* 問題 *
以下のページ抜粋に出てくる日付(「○月」または「○月○日」の形)を、重複を除き、出てくる順にすべて挙げよ。

3年間の中学校生活のなかで、マスクを外したのは給食の時間を除けば、文化祭と体育祭の本番、そして運動部の試合当日くらいだ。その度に細かく健康チェックをし、検温も欠かさなかった。だからこそ「なぜ卒業式のときだけマスクを外すよう促されるのだろう」という思いも拭えない。
「マスクをつけることがあまりにも日常化してしまった。マスクは礼儀であり、制服のようなもの。選ぶマスクの色によってその人の印象も変わるので“その人のカラーを表す制服”のような感覚もあります」(同)
■5月8日に「5類」に
新型コロナウイルス感染症の位置づけが、5月8日に現在の「2類相当」から「5類」に移行される。文科省は、4月1日以降、「学校ではマスクの着用を求めないことを基本とする」という方針だが、前倒しで、卒業式では児童生徒と教職員はマスクを外すことを基本とすると、2月に各都道府県の教育委員会に通知を出した(校歌斉唱や合唱時は除く)。厚生労働省は3月13日からマスク着用は個人の判断に委ねると発表した。マスク生活の終焉(しゅうえん)を感じる一方で、突然の決定に教育関係者や子どもたちからは動揺や戸惑いの声も広がっている。

* データ *
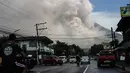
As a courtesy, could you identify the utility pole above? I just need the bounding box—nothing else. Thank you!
[35,22,47,64]
[111,27,114,41]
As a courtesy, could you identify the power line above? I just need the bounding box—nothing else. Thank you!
[51,37,106,40]
[6,0,31,17]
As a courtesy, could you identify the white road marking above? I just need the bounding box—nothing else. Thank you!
[83,65,89,73]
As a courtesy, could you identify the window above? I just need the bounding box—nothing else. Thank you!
[29,41,36,47]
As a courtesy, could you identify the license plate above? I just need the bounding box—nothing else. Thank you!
[104,60,111,63]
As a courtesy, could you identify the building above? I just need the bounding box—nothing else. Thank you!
[16,36,54,57]
[116,17,130,64]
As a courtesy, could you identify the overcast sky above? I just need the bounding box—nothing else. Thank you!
[90,0,130,29]
[0,0,125,48]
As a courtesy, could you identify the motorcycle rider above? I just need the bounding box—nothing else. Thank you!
[0,34,25,73]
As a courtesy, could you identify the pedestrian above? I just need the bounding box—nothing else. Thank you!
[0,34,24,73]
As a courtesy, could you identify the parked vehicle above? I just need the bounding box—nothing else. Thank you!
[69,56,76,63]
[81,56,90,64]
[43,55,63,65]
[97,50,116,67]
[59,56,67,63]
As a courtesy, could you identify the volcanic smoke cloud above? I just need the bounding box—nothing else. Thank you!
[0,0,103,46]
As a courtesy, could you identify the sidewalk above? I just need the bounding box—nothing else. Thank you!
[116,63,130,73]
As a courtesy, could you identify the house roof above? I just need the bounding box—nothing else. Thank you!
[116,17,130,31]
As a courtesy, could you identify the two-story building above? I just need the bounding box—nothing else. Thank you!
[17,36,54,57]
[116,17,130,64]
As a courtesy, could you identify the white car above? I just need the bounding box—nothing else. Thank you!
[81,56,90,64]
[69,56,76,63]
[59,56,67,63]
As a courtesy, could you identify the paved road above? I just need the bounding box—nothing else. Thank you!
[29,64,87,73]
[86,61,120,73]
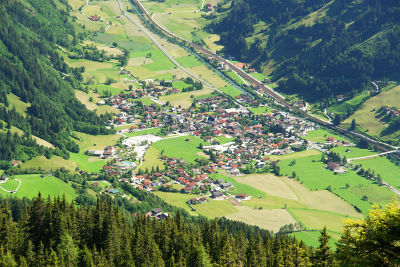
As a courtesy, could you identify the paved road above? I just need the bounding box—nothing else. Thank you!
[118,0,245,108]
[132,0,397,151]
[347,149,399,162]
[0,179,22,193]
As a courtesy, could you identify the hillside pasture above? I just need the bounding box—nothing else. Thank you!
[342,85,400,136]
[139,146,165,170]
[303,128,346,143]
[152,136,208,163]
[20,156,77,171]
[0,174,77,201]
[226,206,296,232]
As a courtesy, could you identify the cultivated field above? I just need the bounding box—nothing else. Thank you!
[343,86,400,136]
[0,174,77,201]
[21,156,77,171]
[140,146,165,170]
[152,135,208,163]
[226,206,296,232]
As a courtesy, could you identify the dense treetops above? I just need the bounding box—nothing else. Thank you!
[209,0,400,100]
[0,195,400,266]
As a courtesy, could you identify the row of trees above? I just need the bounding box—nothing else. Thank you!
[0,193,400,267]
[207,0,400,101]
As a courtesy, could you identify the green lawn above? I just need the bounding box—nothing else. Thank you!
[354,157,400,189]
[135,97,160,106]
[250,72,267,82]
[279,155,370,190]
[88,84,128,95]
[124,128,161,137]
[289,230,337,249]
[0,174,77,201]
[249,107,274,114]
[225,70,245,85]
[214,136,235,145]
[7,94,31,116]
[331,146,378,159]
[303,129,346,143]
[172,80,192,91]
[218,85,242,97]
[328,92,369,115]
[154,191,198,215]
[140,146,165,170]
[143,50,176,71]
[69,153,106,172]
[208,173,267,197]
[152,136,208,163]
[176,56,202,68]
[21,156,77,171]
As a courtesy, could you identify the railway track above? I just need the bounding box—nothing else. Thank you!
[129,0,400,155]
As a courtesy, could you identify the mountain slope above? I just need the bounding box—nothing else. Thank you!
[208,0,400,101]
[0,0,112,160]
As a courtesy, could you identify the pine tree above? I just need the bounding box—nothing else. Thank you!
[314,227,334,267]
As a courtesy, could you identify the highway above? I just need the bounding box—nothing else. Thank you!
[118,0,246,108]
[130,0,397,155]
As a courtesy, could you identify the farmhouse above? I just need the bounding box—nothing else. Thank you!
[211,191,224,198]
[221,183,232,189]
[326,161,342,172]
[89,16,100,21]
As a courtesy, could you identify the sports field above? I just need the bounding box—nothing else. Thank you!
[0,174,77,201]
[152,135,208,163]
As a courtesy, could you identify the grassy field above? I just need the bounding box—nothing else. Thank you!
[209,173,266,197]
[218,85,242,97]
[195,200,239,219]
[124,128,161,137]
[176,55,203,68]
[303,129,346,143]
[160,88,213,108]
[152,136,208,163]
[330,146,378,159]
[226,206,296,232]
[69,153,107,172]
[279,155,369,190]
[269,149,321,160]
[289,208,360,232]
[0,174,77,201]
[7,94,31,116]
[250,72,268,82]
[354,157,400,189]
[21,156,77,171]
[154,191,202,215]
[290,231,339,249]
[342,86,400,136]
[140,146,165,170]
[74,132,122,153]
[214,136,235,145]
[327,92,369,115]
[249,107,274,114]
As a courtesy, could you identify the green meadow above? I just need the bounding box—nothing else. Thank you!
[152,136,208,163]
[208,173,267,197]
[218,85,242,97]
[0,174,77,201]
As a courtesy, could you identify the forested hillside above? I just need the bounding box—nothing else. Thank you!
[208,0,400,101]
[0,196,311,267]
[0,0,112,163]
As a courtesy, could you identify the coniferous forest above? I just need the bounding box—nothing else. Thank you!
[0,0,111,160]
[208,0,400,101]
[0,194,400,266]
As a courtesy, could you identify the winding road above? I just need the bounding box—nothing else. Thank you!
[118,0,245,108]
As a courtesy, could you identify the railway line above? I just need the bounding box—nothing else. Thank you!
[129,0,400,155]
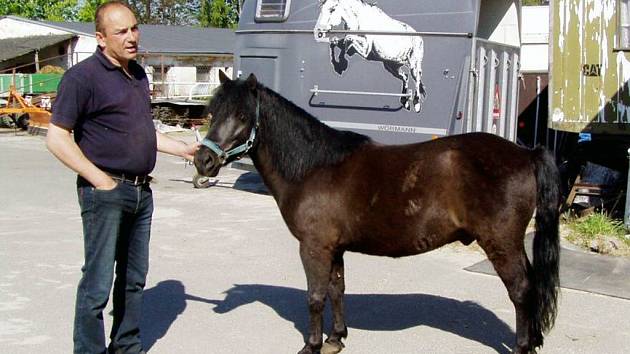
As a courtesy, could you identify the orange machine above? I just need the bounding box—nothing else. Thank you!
[0,86,51,133]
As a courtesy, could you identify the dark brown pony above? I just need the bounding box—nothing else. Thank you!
[195,73,559,354]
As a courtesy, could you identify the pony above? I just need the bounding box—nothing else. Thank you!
[314,0,426,113]
[194,73,560,354]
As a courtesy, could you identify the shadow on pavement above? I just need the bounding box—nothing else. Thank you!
[234,172,269,195]
[196,284,515,353]
[140,280,208,351]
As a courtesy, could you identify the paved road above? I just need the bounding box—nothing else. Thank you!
[0,133,630,354]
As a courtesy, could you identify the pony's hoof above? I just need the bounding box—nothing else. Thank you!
[298,345,316,354]
[320,341,343,354]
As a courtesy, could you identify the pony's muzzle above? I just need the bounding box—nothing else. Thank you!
[194,146,222,177]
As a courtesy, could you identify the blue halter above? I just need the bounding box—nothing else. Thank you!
[201,98,260,165]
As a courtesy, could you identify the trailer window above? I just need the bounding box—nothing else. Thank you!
[256,0,291,22]
[617,0,630,50]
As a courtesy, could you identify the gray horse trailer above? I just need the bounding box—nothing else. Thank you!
[234,0,520,144]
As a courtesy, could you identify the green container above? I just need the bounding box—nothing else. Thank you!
[0,74,63,96]
[24,74,62,94]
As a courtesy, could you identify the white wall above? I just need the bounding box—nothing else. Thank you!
[521,6,549,73]
[0,17,97,66]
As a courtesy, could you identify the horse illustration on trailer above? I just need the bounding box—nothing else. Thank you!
[314,0,426,113]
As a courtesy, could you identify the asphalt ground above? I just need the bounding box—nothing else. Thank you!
[0,132,630,354]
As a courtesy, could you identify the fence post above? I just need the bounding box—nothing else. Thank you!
[623,149,630,229]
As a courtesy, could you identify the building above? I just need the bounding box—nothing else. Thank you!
[0,16,234,99]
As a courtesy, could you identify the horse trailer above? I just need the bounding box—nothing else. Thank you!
[234,0,521,144]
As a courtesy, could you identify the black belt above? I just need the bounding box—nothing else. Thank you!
[104,171,153,186]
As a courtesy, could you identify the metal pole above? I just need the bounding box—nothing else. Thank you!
[35,50,39,73]
[623,149,630,229]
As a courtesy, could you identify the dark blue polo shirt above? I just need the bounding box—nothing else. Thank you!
[51,49,157,175]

* 解答 *
5月8日、4月1日、2月、3月13日